» Что сделать:
a) В каких отношениях Сергей Алексеев назван человеком совершенно необыкновенным в отрывке о поступлении в Свердловский юридический институт? Перечислите все.
b) Продолжите отрывок о поступлении в Свердловский юридический институт, начав сразу после его последнего предложения.

» Источник:
□ □ □ □

Исходя из всех этих обстоятельств, из этой школы жизни, а также из того, что я всегда был гуманитарием, я и выбрал юридическую профессию. Посмотрел по справочнику, увидел, что есть в Свердловске юридический институт, а в этом городе жил мой старший двоюродный брат, который только вернулся с фронта. Я решил, что, может быть, на первых порах смогу у него устроиться. И в 17 лет двинулся в Свердловск. Был большой конкурс, потому что вне конкурса шло очень много бывших фронтовиков, а школьники выдерживали суровый экзамен. Поэтому для меня было очень важно хорошо сдать экзамены, я старался, и в итоге был зачислен в институт.

1 сентября 1949 года было общее собрание первокурсников, на котором выступал ректор института. Он привел с собой выпускника того года обучения, аспиранта. Это был Сергей Алексеев — человек совершенно необыкновенный во всех отношениях: по своему интеллекту, по стремлению быть настоящим юристом, по тому вкладу, который он внес в развитие юридической мысли в нашей стране. Тогда это был молодой человек, фронтовик 25 лет от роду. Этот человек с одухотворенным лицом и синими яркими глазами рассказывал нам о своем видении профессии, об институте. Тогда я понял, что принял очень правильное решение в своей жизни, потому что и профессию выбрал самую лучшую, и вуз самый лучший.

□ □ □ □

» Строки данных:
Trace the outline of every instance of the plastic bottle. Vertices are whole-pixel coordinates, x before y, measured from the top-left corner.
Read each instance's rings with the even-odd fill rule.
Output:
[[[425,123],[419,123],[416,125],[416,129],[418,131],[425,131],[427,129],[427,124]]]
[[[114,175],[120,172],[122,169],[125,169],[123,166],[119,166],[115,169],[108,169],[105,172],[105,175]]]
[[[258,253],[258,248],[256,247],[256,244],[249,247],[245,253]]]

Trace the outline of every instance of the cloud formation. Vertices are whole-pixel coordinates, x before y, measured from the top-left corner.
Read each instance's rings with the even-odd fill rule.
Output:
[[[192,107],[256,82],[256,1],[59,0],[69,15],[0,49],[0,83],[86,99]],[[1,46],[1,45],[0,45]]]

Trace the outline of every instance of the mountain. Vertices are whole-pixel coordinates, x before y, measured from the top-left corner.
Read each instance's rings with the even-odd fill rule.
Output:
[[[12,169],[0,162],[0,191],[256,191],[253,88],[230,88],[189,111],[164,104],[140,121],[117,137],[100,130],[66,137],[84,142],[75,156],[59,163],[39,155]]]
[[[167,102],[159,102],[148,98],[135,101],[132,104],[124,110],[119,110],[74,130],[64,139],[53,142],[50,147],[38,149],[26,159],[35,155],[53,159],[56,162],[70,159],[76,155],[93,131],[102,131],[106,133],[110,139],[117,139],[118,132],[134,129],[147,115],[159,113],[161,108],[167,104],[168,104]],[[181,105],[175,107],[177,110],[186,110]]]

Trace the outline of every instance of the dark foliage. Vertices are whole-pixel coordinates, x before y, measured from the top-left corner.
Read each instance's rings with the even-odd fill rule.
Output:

□ □ □ □

» Ответы по заданиям:
a)
- По своему интеллекту.
- По стремлению быть настоящим юристом.
- По тому вкладу, который он внес в развитие юридической мысли в нашей стране.

b)
- Получается, Алексеев стал для вас "живой рекламой" профессии юриста?

- Именно. Причем стопроцентно убедительной и правдивой. Так началась моя жизнь в праве.

- Вы говорите, что в вашем сознании был хороший образ прокурора. Тем не менее, после института вы не пошли работать прокурором, а стали заниматься наукой?

- Тогда престиж науки был необыкновенно высок. Например, все студенты нашего вуза сразу начали заниматься наукой, записались в студенческие научные кружки. Наука как магнитом притягивала молодые умы, потому что, во-первых, это действительно была очень престижная работа. Во-вторых, она очень хорошо оплачивалась. Научные кадры, доктора наук, кандидаты, работавшие в научно-исследовательских институтах, в Академии наук, в вузах получали очень хорошую зарплату. Это имело огромное значение.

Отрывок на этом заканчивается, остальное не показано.